▶ Instruction 1: Name the ranking methods that the Hacker News thread on stemming and vector search says are still needed to rank documents.
_ _ _
Hacker News new | ask | show | jobs
by bryanrasmussen 1040 days ago
I guess if you wanted to do decompounding and stemming you should make the fields with the stemmed values and the decompounded values yourself and ... then implement it for the queries as well? Or is there a way to do that kind of thing somewhere in there?
2 comments

I found that stemming the text before generating vectors helps increase recall and the vectors still capture context, etc. However it does hurt precision because some information is lost by stemming. The more recent vector training algorithms are better able to capture semantic, syntactic, and contextual similarity without a lot of preprocessing. So I have found that vectors can replace all the nonsense that used to be needed to increase recall: stemming, manual synonym lists, etc.

However vector similarity search only helps with the literal text search not ranking. Tf/idf, bm25, page rank, learn to rank ML, etc are still needed to rank documents. Whenever I find a new vector search engine, I always look to see what ranking features it has beyond vector similarity.

I would want to do sort of similar to Lucene's support for both stemmed and non-stemmed fields together - so that you could rank the hit in the non-stemmed field higher than the hit in the stemmed field - so helping the precision.

In my experience this is more useful in complicated document searches.

At the moment you would need to do this yourself. It would be possible to have additional preprocessing to accommodate this though. Feel free to add a feature request here https://github.com/marqo-ai/marqo/issues. The other consideration is that you would want the distribution of the content and queries to match what the selected model was trained on.
_ _ _
▶ Instruction 2: Show every row below that contains the string "clouds". Case counts.

▶ Material provided:
_ _ _
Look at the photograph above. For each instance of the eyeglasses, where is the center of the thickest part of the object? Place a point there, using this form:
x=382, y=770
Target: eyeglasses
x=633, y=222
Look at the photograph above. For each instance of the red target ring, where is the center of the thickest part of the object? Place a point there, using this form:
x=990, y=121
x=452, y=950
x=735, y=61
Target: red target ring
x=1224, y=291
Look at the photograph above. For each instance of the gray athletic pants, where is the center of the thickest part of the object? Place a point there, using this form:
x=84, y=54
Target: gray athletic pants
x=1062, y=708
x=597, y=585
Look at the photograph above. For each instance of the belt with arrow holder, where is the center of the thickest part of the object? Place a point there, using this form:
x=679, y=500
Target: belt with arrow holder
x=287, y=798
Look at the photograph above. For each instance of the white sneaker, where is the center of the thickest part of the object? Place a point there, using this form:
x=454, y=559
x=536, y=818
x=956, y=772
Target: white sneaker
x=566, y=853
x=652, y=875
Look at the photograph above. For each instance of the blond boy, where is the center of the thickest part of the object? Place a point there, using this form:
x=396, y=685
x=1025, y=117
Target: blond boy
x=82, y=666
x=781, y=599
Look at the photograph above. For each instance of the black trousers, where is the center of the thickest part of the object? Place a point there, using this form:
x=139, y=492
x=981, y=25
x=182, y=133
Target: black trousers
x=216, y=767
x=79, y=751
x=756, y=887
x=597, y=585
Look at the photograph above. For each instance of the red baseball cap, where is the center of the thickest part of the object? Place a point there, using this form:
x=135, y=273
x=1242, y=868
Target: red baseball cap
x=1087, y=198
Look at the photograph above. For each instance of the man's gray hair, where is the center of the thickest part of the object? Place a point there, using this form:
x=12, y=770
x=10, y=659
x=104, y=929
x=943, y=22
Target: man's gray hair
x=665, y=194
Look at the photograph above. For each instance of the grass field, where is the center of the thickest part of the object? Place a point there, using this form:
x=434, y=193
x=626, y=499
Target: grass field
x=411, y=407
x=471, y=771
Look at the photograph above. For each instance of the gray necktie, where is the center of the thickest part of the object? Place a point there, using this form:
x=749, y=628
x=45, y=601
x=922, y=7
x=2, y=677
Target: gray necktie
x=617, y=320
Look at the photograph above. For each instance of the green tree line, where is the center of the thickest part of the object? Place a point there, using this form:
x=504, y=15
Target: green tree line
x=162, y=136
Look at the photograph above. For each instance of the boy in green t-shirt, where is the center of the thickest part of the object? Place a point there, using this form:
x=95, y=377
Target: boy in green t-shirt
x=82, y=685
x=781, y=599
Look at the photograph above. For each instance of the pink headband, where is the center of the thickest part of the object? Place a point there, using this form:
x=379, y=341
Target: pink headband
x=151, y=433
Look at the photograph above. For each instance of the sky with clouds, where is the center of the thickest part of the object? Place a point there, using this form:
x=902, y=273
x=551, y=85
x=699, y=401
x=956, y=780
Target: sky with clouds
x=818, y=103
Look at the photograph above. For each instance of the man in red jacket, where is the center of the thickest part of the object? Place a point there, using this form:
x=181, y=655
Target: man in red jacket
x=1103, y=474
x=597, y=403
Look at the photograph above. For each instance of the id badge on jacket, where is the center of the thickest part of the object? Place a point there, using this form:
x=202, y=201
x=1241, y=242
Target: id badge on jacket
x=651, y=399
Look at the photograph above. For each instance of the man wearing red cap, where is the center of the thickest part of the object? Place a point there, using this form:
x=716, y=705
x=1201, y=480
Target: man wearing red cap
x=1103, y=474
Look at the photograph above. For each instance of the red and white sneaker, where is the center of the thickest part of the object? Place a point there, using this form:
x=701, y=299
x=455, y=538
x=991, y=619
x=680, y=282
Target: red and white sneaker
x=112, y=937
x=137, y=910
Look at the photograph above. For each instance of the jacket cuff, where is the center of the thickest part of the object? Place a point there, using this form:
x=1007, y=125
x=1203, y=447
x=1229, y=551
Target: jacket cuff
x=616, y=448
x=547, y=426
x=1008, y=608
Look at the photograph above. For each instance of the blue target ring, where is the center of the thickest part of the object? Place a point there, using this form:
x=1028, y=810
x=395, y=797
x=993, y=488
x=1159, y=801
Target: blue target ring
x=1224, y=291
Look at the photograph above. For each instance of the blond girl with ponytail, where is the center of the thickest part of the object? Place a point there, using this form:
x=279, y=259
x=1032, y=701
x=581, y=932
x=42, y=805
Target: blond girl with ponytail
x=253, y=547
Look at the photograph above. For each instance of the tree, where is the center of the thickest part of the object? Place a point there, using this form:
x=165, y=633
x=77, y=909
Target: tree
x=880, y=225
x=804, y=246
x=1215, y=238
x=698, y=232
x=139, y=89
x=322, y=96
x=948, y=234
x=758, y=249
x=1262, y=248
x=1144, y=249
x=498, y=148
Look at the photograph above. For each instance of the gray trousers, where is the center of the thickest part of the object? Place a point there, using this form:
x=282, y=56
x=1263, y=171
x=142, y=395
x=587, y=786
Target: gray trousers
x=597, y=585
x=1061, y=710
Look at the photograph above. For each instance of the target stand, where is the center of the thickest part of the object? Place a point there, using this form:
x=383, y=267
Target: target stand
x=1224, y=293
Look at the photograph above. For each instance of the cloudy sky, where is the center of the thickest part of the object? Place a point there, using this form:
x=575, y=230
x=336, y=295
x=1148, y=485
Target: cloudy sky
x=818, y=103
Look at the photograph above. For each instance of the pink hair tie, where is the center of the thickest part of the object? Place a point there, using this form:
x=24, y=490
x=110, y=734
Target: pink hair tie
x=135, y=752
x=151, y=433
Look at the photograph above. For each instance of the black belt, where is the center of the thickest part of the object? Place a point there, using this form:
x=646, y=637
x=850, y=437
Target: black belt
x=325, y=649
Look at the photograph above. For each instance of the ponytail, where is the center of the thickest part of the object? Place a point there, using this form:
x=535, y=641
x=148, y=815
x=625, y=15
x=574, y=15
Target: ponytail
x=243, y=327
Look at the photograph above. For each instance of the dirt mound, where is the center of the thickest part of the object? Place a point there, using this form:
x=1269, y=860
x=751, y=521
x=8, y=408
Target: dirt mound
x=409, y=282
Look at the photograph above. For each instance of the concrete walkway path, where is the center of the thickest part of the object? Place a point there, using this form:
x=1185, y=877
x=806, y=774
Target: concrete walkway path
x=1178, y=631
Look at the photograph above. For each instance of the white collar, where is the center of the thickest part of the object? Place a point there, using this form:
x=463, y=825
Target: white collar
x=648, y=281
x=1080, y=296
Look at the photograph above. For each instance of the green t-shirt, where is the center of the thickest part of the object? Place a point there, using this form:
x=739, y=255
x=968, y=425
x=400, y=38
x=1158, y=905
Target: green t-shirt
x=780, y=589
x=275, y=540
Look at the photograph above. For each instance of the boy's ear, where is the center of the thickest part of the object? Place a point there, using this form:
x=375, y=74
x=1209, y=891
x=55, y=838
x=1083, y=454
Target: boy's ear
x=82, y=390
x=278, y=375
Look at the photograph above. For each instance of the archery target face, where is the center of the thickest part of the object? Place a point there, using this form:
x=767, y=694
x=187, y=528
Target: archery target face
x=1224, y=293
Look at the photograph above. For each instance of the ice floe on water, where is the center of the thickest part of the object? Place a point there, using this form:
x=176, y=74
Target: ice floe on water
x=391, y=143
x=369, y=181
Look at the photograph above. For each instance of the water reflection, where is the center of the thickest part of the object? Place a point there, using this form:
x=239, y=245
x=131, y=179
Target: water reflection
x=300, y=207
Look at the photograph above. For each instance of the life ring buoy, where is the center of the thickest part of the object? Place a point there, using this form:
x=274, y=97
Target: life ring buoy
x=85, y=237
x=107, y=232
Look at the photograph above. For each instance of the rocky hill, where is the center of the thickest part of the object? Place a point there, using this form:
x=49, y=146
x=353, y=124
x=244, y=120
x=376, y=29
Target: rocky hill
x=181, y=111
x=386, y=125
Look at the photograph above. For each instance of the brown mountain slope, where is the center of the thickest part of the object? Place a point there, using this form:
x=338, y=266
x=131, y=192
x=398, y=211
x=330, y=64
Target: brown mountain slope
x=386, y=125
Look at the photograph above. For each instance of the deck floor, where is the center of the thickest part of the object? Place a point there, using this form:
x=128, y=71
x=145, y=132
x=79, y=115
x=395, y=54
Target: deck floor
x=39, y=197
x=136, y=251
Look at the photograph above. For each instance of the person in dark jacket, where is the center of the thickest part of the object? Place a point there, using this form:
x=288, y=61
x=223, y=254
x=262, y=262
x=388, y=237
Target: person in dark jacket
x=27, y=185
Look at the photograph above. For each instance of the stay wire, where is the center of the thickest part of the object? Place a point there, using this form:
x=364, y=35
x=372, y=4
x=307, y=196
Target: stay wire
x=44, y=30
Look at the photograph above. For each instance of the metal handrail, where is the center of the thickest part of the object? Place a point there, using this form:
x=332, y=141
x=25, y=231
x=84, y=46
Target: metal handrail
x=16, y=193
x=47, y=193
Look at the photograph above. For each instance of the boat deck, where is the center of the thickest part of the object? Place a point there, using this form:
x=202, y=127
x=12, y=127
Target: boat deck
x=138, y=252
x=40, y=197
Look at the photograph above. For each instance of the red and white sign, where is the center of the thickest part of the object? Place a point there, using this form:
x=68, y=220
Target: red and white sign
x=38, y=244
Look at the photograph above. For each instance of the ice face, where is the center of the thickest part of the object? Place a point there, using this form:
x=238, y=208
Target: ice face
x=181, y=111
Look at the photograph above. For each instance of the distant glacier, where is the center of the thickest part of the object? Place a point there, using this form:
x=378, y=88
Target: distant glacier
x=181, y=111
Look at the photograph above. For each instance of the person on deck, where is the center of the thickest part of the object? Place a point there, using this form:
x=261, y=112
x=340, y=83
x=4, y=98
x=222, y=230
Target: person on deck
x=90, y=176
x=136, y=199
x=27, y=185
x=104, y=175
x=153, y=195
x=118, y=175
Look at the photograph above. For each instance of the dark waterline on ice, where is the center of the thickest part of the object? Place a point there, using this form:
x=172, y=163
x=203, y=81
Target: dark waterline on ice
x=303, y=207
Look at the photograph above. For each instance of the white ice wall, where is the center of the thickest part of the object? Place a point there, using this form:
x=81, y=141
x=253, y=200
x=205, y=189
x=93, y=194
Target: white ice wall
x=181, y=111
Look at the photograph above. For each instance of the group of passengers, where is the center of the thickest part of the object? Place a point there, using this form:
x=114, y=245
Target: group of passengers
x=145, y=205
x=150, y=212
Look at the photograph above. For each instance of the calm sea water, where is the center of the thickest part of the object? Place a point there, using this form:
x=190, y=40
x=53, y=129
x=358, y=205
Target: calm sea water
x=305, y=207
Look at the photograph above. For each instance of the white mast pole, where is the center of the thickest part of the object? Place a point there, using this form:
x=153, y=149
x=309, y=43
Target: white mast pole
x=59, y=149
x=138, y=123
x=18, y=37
_ _ _
▶ Full response 1: Tf/idf, bm25, page rank, learn to rank ML

▶ Full response 2:
Look at the photograph above. For each instance of the sky with clouds, where is the center of the thickest part of the object? Place a point there, using this form:
Target: sky with clouds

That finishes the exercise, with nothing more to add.